DENPASAR– Kondisi terkini, Bali darurat bencana. Seluruh kabupaten/ kota di Bali dilanda bencana. Baik skala kecil maupun besar. Bahkan sampai ada korban jiwa.Wahana Lingkungan Hidup Indonesia (WALHI) Bali menilai bahwa alih fungsi lahan yang diakibatkan oleh pembangunan Infrastruktur yang merusak lingkungan menjadi salah satu penyebab dominan terjadinya bencana seperti banjir dan tanah longsor.
Terlebih rencana proyek Jalan Tol Gilimanuk-Mengwi dan Terminal LNG di kawasan Mangrove juga akan membawa Bali pada bencana alam yang lebih serius.
Made Krisna Dinata selaku Direktur WALHI Bali menegaskan alih fungsi lahan yang diakibatkan oleh pembangunan Infrastruktur yang merusak lingkungan menjadi salah satu penyebab dominan terjadinya bencana seperti banjir dan tanah longsor, pihaknya menilai bahwa itu menunjukkan upaya pengendalian pemanfaatan ruang di Bali sangat kurang dari sistem drainase.
“Alih fungsi lahan mengakibatkan perubahan iklim dan kenaikan suhu permukaan bumi dalam peningkatan tingginya curah Hujan di berbagai lokasi sehingga sangat berpotensi terjadinya bencana banjir dan tanah longsor di berbagai daerah di Bali,” jelas Krisna Dinata, yang akrab dipanggil Krisna Bokis ini kepada awak media, Selasa (18/10) di Sekretatiat WALHI Bali Jalan Dewi Madri IV No. 2 Denpasar.
Dia juga menilai dengan adanya proyek-proyek yang mengorbankan hutan dan sawah tentunya semakin memicu potensi buruk bagi keberlangsungan iklim sehingga akan
mengurangi daya dukung Bali dalam memitigasi bencana. Salah satunya, dengan adanya Pembangunan Terminal LNG di Kawasan Mangrove dan Pesisir Sanur tentu akan memperburuk mitigasi bencana Bali.
Mengingat hutan mangrove sangat memiliki fungsi vital dalam memitigasi bencana. Namun dengan adanya rencana pembangunan Terminal LNG di kawasan mangrove Tahura Ngurah Rai yang akan membabat 14,5 ha mangrove justru akan menimbulkan dampak yang buruk ke depan sehingga Bali sedang mengalami
krisis iklim. Adanya pembangunan Terminal LNG yang akan dilakukan di kawasan mangrove, tentunya akan berkontribusi terhadap alih fungsi lahan. “Hal ini akan memperparah kondisi perubahan iklim, dan tentunya akan berpotensi menimbulkan
bencana yang lebih serius, terlebih mangrove sangat memiliki fungsi yang amat signifikan untuk memitigasi perubahan iklim,” terangnya.
........
TUGAS YANG DIMINTA: Teruskan berita tentang bencana di Bali di atas, dimulai setelah kalimat terakhirnya. Daftar yang menyusul merupakan bahan tersendiri, terpisah dari berita tentang bencana di Bali.

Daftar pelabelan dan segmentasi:
........
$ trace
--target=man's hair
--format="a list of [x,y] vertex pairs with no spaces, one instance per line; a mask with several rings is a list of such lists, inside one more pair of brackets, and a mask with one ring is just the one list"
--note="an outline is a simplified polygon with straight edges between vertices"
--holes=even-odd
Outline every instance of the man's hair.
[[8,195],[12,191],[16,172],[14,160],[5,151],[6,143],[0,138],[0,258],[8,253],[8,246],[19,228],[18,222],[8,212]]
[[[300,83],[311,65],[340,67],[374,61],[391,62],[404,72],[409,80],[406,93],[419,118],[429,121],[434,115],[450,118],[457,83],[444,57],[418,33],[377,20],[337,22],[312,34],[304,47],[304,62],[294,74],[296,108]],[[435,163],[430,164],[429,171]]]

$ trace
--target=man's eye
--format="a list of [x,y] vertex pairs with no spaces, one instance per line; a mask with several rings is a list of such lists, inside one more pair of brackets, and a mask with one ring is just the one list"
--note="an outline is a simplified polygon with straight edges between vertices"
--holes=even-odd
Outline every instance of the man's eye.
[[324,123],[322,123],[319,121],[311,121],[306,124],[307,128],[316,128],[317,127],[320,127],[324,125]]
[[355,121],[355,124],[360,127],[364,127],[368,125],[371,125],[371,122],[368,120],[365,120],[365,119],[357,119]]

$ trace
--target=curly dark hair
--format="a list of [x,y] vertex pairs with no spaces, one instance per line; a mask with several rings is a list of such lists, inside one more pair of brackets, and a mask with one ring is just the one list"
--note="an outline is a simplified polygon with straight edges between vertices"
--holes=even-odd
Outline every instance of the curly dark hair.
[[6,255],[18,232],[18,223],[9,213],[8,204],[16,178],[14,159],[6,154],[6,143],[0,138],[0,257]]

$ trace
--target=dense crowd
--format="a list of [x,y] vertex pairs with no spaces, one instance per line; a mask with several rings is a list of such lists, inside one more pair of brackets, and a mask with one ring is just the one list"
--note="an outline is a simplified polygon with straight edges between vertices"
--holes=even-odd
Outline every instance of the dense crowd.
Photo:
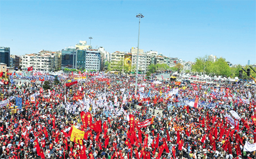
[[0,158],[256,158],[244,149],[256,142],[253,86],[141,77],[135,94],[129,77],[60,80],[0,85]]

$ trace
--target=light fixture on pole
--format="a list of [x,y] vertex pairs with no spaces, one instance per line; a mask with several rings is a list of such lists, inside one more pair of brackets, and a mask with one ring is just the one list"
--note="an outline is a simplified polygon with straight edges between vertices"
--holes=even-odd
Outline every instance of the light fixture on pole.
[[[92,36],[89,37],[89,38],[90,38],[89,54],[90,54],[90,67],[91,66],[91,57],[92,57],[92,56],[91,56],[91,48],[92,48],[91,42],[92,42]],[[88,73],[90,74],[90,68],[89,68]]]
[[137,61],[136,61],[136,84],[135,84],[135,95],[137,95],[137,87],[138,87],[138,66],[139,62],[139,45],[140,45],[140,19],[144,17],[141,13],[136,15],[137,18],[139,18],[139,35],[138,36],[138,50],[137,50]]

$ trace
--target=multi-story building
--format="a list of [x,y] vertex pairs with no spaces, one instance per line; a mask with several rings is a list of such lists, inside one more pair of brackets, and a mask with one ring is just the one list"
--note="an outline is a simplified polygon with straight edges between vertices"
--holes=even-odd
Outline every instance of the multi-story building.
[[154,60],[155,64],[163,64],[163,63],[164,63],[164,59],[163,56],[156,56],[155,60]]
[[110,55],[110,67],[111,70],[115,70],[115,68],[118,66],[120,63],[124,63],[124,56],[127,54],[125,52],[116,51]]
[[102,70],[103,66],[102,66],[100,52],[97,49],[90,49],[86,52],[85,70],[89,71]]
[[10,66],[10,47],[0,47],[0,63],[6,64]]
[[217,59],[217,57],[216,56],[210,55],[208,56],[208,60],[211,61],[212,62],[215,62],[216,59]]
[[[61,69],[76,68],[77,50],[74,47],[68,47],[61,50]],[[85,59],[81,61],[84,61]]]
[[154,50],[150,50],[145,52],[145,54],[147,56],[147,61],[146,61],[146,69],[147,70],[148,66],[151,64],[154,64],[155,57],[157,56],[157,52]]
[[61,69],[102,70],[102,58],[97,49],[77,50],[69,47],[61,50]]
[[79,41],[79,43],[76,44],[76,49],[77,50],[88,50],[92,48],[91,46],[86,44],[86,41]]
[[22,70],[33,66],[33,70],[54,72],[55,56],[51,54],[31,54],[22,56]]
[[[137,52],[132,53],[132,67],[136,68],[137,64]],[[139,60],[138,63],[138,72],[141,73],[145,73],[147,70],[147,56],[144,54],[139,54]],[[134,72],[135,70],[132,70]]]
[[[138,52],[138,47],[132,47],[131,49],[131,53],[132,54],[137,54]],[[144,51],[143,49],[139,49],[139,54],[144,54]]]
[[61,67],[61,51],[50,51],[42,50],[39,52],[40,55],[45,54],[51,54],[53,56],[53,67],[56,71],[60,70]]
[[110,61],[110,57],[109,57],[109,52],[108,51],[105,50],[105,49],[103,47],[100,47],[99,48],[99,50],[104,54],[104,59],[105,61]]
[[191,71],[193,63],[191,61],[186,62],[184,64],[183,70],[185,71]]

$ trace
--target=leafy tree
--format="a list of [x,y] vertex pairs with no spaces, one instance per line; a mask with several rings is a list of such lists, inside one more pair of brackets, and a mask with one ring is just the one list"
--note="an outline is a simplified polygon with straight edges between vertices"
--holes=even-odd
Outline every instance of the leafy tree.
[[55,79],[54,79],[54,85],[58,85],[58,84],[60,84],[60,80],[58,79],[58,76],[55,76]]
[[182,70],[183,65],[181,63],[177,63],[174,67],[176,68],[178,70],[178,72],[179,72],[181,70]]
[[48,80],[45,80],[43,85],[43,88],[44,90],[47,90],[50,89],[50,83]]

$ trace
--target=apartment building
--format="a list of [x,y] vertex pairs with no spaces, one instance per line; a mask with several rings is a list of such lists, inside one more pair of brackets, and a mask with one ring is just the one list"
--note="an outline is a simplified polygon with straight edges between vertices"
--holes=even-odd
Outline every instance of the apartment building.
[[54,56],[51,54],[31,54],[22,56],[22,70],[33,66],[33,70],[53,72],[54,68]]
........
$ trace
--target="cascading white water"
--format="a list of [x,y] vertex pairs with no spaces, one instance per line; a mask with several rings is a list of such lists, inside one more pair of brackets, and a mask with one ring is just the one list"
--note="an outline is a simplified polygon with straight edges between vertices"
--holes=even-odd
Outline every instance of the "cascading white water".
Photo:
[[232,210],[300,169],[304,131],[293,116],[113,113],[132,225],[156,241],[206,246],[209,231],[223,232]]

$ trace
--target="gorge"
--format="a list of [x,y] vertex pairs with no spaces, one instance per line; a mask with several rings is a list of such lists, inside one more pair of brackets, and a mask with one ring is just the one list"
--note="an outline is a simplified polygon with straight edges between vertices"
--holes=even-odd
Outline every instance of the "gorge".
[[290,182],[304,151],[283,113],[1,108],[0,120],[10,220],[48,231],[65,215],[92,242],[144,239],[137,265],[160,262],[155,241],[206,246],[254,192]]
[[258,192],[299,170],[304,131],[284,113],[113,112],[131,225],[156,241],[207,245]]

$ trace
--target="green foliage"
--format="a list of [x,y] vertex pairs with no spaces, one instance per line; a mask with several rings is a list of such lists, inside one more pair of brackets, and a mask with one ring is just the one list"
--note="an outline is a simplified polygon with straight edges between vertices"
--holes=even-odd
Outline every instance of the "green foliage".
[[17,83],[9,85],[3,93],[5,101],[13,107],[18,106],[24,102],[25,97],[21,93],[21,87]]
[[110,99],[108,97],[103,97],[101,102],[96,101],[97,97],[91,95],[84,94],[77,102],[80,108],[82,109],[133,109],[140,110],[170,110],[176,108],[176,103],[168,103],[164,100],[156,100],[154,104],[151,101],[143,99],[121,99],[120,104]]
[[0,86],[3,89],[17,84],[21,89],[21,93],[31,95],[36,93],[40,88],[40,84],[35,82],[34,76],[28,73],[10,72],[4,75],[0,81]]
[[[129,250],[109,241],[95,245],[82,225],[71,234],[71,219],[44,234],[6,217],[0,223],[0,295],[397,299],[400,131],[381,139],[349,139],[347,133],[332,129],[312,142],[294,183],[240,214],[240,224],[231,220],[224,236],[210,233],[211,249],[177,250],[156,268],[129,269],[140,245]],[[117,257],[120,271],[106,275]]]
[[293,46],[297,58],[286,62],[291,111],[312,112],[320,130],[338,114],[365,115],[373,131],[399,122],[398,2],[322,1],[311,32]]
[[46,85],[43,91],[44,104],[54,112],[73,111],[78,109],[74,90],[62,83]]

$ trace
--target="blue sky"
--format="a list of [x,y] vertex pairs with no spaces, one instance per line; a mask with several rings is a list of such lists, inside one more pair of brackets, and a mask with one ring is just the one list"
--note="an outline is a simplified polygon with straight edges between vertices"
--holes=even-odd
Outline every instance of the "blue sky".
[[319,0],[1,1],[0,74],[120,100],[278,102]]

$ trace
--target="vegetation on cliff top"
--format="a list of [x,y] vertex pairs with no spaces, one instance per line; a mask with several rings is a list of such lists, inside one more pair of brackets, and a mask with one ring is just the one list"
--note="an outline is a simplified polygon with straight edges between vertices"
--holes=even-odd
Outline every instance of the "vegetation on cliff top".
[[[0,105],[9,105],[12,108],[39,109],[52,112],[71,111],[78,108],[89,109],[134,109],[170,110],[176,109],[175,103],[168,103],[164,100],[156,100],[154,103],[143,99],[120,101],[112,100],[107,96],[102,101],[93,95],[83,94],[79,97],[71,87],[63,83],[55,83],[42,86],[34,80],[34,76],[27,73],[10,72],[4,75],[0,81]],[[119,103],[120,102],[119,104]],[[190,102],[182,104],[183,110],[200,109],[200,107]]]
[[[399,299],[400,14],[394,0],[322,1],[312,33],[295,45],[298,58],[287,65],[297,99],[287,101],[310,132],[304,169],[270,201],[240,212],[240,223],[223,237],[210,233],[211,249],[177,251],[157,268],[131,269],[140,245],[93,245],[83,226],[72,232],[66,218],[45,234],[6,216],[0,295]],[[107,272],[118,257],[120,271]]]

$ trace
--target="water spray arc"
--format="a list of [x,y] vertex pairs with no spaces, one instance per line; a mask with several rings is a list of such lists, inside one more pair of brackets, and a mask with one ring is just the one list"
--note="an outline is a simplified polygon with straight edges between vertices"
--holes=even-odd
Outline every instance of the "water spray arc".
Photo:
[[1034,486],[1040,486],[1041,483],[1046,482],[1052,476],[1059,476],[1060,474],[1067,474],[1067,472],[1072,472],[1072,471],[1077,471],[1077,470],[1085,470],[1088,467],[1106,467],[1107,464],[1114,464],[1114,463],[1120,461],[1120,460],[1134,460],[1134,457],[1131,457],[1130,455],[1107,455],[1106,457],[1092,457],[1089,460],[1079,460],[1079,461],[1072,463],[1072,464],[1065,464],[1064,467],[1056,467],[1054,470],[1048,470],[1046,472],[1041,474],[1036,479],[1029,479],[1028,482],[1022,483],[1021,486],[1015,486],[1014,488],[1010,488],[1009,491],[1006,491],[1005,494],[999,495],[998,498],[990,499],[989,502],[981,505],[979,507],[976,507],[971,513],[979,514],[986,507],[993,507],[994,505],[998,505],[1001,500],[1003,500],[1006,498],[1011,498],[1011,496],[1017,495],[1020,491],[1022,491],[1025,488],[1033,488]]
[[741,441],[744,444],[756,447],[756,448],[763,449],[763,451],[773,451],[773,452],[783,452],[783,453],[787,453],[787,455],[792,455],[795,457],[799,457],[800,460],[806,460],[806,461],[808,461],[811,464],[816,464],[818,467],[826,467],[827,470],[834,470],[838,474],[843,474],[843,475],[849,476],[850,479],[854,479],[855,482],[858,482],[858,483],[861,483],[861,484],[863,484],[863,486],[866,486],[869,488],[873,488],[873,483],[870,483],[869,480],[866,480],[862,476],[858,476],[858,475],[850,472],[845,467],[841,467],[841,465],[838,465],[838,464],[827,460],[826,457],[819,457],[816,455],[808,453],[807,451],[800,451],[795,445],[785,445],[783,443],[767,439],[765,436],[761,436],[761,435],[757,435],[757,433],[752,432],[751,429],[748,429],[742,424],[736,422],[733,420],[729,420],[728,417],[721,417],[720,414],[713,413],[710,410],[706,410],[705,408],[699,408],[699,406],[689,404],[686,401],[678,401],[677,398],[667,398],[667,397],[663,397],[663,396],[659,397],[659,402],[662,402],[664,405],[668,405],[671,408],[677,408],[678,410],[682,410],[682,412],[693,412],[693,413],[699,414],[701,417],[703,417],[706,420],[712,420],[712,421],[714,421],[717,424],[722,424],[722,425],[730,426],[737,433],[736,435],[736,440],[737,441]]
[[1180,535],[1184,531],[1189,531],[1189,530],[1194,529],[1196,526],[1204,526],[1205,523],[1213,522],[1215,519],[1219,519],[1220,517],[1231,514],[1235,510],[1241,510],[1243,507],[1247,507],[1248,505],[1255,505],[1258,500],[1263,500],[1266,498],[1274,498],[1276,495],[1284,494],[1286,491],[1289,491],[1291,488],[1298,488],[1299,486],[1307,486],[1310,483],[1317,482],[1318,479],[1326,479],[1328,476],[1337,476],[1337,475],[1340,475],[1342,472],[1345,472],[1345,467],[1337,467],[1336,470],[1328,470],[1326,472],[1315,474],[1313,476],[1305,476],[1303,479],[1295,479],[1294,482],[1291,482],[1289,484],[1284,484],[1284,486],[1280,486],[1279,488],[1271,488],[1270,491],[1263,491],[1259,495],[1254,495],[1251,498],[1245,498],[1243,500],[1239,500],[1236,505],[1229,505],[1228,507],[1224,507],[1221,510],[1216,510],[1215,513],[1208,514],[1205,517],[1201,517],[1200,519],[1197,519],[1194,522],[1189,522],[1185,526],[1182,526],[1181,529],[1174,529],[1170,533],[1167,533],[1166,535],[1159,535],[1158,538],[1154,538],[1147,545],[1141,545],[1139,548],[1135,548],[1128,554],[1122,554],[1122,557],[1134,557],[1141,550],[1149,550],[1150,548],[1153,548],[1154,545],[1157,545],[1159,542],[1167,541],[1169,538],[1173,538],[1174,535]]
........
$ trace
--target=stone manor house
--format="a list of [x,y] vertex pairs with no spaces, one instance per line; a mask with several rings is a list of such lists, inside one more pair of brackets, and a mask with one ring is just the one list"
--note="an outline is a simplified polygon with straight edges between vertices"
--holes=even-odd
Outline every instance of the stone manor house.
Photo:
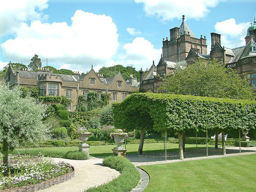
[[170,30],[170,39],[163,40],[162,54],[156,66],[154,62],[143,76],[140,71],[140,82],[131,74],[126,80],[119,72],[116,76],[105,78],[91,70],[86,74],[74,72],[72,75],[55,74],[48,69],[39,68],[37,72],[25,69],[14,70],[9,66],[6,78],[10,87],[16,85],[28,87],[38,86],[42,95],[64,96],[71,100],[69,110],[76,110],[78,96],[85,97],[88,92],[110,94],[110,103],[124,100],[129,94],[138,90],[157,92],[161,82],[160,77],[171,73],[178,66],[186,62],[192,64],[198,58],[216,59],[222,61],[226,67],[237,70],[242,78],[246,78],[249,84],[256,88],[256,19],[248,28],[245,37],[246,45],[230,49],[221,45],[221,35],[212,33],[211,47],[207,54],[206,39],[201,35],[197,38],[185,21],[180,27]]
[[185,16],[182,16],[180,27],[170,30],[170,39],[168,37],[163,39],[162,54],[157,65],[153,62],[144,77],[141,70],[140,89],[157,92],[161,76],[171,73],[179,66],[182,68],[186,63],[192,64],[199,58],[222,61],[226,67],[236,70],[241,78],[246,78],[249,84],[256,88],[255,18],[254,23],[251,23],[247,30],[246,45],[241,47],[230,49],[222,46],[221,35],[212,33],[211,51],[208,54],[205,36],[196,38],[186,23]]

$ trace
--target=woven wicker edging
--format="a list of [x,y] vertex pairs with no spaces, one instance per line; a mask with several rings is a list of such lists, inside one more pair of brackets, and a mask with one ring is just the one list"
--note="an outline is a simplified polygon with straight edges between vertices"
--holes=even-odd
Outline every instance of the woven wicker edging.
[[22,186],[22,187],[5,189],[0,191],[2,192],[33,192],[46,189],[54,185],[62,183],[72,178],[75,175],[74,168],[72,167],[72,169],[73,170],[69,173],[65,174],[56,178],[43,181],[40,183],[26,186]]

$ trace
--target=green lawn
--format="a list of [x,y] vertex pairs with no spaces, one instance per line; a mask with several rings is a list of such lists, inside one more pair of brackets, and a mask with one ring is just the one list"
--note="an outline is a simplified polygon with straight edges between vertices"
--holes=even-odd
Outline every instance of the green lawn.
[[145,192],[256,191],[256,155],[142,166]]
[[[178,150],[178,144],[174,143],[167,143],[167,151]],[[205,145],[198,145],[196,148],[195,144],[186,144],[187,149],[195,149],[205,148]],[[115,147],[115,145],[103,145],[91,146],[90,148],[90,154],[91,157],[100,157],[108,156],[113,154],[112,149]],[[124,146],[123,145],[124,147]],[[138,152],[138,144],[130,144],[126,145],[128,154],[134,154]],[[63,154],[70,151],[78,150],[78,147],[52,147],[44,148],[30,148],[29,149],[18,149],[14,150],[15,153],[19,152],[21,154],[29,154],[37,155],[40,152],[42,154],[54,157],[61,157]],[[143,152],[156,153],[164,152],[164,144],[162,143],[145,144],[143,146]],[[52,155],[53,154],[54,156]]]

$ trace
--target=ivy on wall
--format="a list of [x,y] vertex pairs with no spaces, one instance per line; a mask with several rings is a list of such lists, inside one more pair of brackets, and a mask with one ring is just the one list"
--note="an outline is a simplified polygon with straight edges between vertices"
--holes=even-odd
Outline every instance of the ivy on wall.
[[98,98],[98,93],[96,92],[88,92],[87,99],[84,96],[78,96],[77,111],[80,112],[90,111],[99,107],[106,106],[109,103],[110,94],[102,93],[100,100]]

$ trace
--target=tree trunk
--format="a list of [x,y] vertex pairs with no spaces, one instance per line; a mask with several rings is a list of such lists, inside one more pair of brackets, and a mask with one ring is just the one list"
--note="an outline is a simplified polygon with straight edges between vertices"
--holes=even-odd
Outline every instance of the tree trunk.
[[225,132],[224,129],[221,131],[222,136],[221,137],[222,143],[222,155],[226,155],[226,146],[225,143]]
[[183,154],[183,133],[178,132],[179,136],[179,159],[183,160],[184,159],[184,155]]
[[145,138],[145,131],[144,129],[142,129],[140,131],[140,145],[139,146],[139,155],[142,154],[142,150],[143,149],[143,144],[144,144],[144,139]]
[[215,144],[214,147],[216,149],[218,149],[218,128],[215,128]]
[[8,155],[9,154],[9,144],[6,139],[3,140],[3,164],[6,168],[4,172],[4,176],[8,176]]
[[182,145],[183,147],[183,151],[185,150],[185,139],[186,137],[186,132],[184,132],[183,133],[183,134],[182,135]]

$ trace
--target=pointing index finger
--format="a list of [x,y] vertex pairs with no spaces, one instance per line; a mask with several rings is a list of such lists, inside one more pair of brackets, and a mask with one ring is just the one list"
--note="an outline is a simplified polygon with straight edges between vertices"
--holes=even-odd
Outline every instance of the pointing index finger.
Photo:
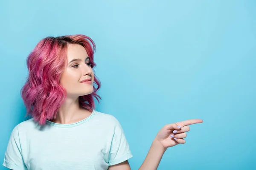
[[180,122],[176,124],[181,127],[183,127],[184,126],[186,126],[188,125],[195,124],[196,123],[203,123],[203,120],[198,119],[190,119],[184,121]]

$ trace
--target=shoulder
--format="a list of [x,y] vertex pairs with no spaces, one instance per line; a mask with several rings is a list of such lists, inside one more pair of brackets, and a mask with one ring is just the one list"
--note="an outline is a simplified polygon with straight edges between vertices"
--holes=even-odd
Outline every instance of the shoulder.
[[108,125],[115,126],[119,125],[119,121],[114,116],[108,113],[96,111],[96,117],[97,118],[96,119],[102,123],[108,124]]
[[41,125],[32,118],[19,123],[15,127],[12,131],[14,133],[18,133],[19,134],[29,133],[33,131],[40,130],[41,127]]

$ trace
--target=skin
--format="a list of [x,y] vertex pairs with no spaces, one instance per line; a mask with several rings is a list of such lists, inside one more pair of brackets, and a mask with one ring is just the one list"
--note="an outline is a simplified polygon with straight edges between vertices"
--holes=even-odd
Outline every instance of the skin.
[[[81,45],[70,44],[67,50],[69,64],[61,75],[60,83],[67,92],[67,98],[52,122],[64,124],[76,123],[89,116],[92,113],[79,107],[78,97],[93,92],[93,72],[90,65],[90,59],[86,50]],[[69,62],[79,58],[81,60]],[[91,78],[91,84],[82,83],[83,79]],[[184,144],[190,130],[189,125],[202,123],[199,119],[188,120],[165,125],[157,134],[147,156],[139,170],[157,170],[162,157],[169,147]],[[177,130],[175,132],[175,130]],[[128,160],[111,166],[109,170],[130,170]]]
........
JAWABAN TUGAS:
Selain itu Krisna Bokis juga menyoroti adanya proyek pembangunan Jalan Tol Gilimanuk- Mengwi. Adanya Proyek Jalan Tol Gilimanuk-Mengwi juga merupakan proyek yang turut
andil dalam alih fungsi lahan. Dalam Dokumen KA Andal Jalan Tol Gilimanuk- Mengwi terhadap 488,13 ha perkebunan, kawasan hutan lindung Bali Barat seluas 75,14 ha, permukiman/rumah tinggal seluas 20 ha, serta kebun milik Pemprov Bali seluas 49,6 ha.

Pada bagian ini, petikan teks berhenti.